[EXERCISE MATERIALS — start]

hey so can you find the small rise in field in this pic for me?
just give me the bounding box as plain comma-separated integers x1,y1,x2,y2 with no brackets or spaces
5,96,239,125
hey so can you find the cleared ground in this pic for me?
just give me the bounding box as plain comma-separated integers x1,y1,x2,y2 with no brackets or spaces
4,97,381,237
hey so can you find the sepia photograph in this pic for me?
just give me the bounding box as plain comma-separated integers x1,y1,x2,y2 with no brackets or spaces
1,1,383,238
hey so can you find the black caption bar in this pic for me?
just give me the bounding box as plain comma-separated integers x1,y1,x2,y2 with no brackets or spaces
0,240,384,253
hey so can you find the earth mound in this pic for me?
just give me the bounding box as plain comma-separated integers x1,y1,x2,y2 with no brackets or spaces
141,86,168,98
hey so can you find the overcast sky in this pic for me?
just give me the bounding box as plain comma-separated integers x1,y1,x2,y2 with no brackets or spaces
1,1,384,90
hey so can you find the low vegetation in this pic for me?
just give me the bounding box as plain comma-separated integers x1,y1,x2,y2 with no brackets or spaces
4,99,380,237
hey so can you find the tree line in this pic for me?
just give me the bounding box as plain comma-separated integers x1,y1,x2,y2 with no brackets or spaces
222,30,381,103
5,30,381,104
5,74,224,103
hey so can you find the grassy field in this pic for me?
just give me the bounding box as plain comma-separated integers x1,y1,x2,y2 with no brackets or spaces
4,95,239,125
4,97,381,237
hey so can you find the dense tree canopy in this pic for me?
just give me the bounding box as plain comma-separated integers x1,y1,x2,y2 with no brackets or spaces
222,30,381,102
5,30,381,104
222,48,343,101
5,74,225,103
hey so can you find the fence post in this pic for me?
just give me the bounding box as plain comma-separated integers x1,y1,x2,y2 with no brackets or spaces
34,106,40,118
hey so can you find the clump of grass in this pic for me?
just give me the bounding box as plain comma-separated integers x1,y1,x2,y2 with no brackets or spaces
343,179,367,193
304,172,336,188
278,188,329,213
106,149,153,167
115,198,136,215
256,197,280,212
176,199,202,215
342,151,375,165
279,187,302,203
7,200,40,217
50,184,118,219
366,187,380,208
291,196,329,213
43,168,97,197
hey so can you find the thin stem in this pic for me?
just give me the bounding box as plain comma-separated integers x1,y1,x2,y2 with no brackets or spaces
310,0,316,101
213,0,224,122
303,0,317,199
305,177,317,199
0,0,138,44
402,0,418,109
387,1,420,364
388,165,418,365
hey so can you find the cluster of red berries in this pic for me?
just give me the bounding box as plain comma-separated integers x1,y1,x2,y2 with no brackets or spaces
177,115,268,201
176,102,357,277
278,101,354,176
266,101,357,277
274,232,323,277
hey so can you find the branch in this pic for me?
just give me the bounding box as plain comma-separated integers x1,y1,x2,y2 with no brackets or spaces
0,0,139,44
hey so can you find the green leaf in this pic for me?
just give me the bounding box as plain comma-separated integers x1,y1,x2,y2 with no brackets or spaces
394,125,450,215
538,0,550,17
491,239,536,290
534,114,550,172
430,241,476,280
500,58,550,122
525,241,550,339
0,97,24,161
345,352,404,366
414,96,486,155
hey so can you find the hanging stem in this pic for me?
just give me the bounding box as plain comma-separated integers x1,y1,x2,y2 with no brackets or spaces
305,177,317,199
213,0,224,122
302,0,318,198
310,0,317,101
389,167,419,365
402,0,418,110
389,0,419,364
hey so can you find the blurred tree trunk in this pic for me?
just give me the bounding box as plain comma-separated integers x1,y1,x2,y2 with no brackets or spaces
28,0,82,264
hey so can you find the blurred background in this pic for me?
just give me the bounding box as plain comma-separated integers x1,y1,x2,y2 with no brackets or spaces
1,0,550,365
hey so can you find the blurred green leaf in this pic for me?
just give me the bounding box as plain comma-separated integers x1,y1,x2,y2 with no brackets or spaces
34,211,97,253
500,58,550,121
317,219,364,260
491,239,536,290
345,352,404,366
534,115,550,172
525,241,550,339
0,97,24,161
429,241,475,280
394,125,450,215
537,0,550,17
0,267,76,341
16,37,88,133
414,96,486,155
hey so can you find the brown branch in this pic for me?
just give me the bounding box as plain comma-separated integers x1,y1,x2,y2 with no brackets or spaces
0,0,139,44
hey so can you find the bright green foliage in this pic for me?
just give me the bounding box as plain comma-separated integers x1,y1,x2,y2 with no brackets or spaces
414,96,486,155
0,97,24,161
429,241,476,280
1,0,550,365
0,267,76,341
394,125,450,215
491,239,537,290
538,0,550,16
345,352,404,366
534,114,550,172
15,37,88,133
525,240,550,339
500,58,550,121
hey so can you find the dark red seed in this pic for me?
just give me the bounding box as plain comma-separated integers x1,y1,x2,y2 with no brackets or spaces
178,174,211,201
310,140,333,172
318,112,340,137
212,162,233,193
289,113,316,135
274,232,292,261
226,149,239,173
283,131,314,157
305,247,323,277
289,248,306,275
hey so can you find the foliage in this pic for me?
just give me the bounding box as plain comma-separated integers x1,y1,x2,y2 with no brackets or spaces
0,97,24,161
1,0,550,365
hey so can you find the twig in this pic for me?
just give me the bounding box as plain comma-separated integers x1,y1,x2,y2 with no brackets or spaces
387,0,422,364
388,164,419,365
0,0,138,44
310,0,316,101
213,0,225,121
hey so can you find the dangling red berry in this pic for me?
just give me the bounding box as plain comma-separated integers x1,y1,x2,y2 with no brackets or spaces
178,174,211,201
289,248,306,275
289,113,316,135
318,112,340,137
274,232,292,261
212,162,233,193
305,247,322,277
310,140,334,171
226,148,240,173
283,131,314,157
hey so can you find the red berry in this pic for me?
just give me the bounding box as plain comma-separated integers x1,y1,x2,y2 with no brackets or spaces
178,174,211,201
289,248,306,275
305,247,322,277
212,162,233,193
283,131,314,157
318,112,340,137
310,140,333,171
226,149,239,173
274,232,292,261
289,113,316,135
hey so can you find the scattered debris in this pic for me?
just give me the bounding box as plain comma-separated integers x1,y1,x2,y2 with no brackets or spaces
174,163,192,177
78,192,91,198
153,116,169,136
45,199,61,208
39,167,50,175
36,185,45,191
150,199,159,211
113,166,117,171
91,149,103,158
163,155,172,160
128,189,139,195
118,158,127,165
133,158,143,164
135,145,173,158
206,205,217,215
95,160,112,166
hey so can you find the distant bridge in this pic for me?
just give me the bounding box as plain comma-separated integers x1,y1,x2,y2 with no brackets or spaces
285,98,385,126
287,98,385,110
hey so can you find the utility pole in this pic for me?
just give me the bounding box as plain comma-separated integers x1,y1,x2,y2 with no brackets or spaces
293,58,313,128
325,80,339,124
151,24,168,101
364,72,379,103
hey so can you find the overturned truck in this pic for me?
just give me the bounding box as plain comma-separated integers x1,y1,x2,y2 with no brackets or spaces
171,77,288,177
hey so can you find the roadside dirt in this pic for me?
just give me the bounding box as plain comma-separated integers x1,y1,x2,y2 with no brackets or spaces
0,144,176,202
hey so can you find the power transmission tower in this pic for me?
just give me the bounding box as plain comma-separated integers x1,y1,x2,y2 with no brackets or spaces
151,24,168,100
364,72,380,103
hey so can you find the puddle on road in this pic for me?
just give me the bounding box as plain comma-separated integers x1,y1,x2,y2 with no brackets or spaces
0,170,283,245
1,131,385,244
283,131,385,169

[EXERCISE MATERIALS — finish]

YOUR OBJECTIVE
The lines to return are those in the entries above that include "blurred".

WRITTEN REPLY
hey so can you find the blurred tree trunk in this pic for me?
hey so can you find the blurred background in this pic for me?
hey so can you find the blurred green leaf in this pic for me?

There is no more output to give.